### EXERCISE OBJECTIVE
Output the listing below verbatim, line for line, with no changes.

:: RECORDS PROVIDED

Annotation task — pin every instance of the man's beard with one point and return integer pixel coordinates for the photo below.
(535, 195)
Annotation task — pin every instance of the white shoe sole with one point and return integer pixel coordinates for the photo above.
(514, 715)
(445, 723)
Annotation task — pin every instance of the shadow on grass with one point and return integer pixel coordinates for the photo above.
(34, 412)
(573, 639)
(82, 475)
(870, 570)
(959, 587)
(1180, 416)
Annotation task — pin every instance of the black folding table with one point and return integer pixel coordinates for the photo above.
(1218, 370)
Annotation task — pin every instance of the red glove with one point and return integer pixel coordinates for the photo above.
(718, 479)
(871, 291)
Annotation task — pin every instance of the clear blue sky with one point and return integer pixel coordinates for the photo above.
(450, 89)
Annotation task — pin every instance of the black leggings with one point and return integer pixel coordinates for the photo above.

::::

### OUTPUT FOR THIS EXERCISE
Annotation task — pin every instance of the man's beard with one point and return integer pixel coordinates for the photo below.
(535, 195)
Annotation task — pin every instance of the white shoe sole with one point and return integer pixel coordinates for the photo above.
(514, 715)
(445, 723)
Annotation task — pin every instance of the shadow on grass with one point and return integer pixel coordinates for the photo above.
(34, 412)
(573, 639)
(82, 475)
(870, 570)
(959, 587)
(1180, 416)
Annotation task — pin every instance of the black folding table with one point and return integer pixel coordinates for the photo above.
(1218, 370)
Annotation task — pin every instance of the red glove with one point and return integer pixel coordinates for the photo above.
(718, 479)
(871, 291)
Annotation task — pin every instance of the clear blue sky with one point and return integer pixel coordinates for the photo above.
(450, 89)
Annotation task — pin every instance of the black leggings with one point and return integer pixel coordinates for the photo above.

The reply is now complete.